SET EXERCISE:
Pictures excluded, copy word for word the lines from the one holding "point_to MUST indicate the player's knee" through the last line below.

--- START TASK INPUT ---

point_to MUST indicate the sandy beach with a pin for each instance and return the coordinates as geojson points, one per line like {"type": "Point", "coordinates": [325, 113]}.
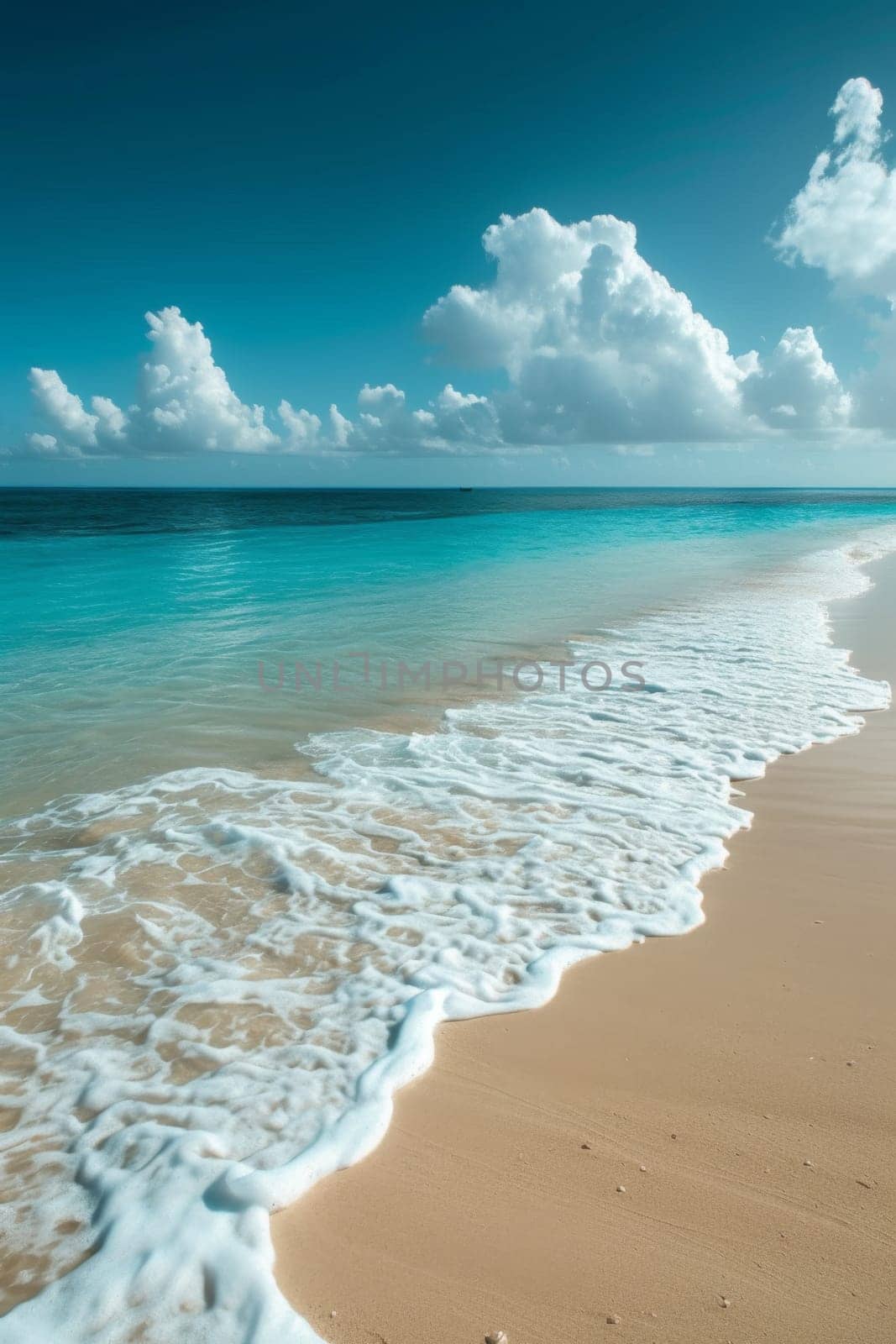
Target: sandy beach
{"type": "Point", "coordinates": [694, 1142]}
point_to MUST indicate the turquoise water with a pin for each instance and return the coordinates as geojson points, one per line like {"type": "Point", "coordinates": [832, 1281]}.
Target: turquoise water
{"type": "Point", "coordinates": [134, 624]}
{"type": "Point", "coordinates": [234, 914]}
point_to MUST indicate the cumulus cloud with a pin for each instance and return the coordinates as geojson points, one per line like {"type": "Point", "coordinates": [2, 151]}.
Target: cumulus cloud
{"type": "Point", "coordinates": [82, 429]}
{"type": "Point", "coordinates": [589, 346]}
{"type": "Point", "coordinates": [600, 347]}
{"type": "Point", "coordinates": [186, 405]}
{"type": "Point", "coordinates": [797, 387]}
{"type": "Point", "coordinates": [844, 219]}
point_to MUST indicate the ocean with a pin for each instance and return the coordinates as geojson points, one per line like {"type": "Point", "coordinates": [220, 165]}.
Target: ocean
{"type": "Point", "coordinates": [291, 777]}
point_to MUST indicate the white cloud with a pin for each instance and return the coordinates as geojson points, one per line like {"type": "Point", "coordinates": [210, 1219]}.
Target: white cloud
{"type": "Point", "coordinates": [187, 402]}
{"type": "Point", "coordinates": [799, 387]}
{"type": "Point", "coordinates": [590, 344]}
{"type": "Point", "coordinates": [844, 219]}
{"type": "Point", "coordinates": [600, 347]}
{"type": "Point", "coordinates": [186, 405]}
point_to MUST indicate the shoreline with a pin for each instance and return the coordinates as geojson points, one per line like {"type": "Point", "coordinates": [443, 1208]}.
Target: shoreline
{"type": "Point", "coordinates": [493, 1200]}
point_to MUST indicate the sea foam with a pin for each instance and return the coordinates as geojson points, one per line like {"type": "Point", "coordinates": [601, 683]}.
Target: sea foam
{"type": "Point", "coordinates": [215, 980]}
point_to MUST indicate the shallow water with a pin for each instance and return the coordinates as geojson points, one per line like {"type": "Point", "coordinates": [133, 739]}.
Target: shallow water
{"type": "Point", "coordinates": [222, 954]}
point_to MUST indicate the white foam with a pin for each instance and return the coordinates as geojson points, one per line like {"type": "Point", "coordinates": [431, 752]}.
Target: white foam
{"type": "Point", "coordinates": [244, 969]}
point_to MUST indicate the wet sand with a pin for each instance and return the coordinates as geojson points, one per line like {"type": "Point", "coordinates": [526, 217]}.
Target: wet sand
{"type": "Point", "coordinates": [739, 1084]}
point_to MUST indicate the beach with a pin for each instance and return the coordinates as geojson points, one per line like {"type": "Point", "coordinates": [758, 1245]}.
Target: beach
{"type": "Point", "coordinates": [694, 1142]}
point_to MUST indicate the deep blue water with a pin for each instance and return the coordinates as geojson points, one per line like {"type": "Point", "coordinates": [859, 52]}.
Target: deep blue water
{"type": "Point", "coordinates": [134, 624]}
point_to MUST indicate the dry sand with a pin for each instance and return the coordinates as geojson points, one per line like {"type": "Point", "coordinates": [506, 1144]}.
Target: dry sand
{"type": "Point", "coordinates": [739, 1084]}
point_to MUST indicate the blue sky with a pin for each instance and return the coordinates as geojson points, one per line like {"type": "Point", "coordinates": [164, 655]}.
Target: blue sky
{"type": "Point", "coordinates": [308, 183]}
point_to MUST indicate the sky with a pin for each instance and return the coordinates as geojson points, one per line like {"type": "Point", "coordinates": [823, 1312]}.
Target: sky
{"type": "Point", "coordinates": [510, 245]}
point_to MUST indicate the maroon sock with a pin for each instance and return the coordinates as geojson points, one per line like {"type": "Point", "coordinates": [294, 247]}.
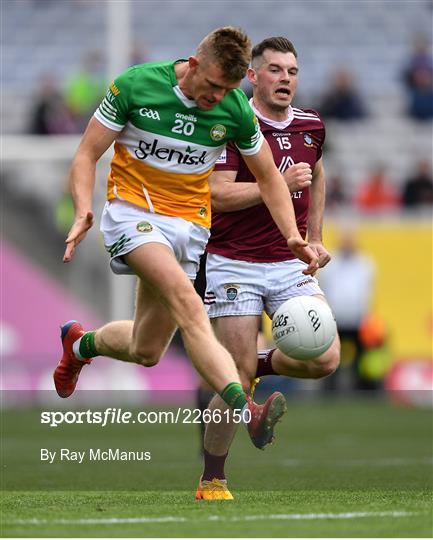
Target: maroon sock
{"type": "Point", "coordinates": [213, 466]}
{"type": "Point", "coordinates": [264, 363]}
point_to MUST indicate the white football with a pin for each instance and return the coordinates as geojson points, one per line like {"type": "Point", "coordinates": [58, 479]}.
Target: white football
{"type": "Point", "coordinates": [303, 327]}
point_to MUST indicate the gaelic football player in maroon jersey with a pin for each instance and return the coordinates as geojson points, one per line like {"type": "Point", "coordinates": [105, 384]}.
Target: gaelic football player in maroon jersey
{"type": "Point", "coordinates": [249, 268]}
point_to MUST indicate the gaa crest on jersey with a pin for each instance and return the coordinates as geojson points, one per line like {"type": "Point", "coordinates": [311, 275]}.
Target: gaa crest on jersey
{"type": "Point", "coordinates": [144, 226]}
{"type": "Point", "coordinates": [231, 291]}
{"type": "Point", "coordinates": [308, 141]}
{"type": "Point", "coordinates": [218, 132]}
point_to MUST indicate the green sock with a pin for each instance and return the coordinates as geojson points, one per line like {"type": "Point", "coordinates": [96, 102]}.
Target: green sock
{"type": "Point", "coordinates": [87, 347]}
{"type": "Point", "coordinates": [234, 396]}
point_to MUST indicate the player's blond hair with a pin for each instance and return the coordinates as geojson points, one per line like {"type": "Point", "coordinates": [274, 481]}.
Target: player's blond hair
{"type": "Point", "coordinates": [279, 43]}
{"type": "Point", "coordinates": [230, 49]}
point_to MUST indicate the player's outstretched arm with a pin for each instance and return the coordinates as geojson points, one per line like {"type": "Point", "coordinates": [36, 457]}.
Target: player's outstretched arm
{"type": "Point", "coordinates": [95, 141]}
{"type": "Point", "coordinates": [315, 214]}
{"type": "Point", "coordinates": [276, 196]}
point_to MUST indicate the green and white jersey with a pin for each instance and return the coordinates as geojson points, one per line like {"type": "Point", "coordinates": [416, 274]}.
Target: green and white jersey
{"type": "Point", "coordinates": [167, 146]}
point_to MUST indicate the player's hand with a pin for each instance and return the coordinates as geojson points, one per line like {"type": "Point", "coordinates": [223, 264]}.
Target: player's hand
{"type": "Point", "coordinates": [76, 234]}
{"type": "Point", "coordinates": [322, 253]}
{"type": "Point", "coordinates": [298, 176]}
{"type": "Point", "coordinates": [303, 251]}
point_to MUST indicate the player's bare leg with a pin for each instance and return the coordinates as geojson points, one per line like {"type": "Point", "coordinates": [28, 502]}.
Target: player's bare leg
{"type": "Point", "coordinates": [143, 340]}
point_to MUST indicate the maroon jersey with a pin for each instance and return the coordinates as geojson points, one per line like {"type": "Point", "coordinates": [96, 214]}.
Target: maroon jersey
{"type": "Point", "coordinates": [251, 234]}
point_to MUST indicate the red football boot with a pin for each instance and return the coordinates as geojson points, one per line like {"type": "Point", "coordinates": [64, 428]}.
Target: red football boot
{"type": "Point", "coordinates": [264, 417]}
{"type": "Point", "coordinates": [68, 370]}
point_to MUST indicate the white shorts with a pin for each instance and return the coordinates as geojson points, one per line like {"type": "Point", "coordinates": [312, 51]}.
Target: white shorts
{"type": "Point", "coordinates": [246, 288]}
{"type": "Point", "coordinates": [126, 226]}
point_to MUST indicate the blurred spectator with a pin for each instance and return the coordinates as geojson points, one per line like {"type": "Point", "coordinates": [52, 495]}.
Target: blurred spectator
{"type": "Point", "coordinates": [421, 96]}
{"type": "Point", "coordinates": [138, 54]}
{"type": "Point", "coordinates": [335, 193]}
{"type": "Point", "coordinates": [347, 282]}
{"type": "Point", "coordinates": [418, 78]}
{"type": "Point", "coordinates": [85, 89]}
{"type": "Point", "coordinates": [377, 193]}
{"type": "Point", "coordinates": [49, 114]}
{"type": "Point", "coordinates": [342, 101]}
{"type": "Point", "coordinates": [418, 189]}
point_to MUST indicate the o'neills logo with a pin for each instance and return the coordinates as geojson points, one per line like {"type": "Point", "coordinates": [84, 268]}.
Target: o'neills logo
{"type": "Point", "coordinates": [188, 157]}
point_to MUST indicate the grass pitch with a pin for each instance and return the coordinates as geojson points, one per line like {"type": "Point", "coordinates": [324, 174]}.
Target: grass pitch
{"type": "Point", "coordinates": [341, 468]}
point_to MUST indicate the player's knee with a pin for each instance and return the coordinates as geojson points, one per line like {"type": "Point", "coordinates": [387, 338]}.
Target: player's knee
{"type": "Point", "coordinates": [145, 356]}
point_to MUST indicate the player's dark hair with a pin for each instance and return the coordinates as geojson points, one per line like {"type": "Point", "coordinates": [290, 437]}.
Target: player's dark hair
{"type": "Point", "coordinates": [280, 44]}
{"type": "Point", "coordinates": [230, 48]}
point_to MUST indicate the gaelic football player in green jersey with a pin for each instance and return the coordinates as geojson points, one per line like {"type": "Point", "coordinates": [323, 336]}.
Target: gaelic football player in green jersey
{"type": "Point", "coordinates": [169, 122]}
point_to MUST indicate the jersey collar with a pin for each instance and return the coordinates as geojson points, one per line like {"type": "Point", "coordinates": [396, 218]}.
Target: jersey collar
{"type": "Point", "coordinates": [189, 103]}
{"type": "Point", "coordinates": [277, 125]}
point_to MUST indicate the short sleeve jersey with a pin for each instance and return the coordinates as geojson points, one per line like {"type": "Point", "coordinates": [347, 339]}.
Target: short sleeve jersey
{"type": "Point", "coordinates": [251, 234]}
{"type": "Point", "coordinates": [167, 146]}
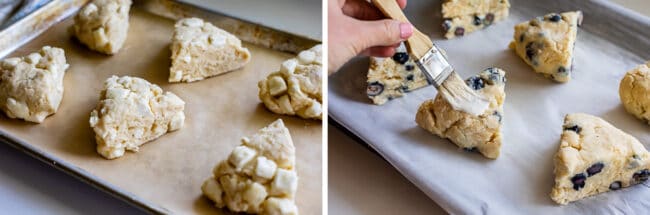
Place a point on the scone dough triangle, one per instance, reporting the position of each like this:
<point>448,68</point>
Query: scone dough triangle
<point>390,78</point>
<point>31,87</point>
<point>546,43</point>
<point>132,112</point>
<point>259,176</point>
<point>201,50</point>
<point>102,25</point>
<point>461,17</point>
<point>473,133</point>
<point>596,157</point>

--- END TASK INPUT ---

EXERCISE ANSWER:
point_to MUST indicate the player's knee with a pin for each instance and return the coordinates as geojson points, one per line like {"type": "Point", "coordinates": [387, 338]}.
Target: player's knee
{"type": "Point", "coordinates": [145, 356]}
point_to MUST indicate the player's dark hair with a pin for each instance and return the coordinates as geojson points, one per line like {"type": "Point", "coordinates": [290, 437]}.
Target: player's dark hair
{"type": "Point", "coordinates": [280, 44]}
{"type": "Point", "coordinates": [230, 48]}
point_to MUST indicate the gaelic football player in green jersey with a pin for each instance and return the coordinates as geojson points, one per line like {"type": "Point", "coordinates": [323, 336]}.
Target: gaelic football player in green jersey
{"type": "Point", "coordinates": [169, 122]}
point_to MUST indicate the jersey collar with a pin for each instance and return the coordinates as geojson points, one per line like {"type": "Point", "coordinates": [396, 218]}.
Target: jersey collar
{"type": "Point", "coordinates": [189, 103]}
{"type": "Point", "coordinates": [277, 125]}
point_to MUST indicate the short sleeve jersey with a pin for each instance and return the coordinates as geojson points, one per line like {"type": "Point", "coordinates": [347, 339]}.
Target: short sleeve jersey
{"type": "Point", "coordinates": [251, 234]}
{"type": "Point", "coordinates": [167, 146]}
Place a point on the scone dough triangle, one per instance, reporting the position of each like this:
<point>448,68</point>
Query: scone dough triangle
<point>390,78</point>
<point>31,87</point>
<point>546,43</point>
<point>132,112</point>
<point>259,176</point>
<point>201,50</point>
<point>102,25</point>
<point>461,17</point>
<point>473,133</point>
<point>596,157</point>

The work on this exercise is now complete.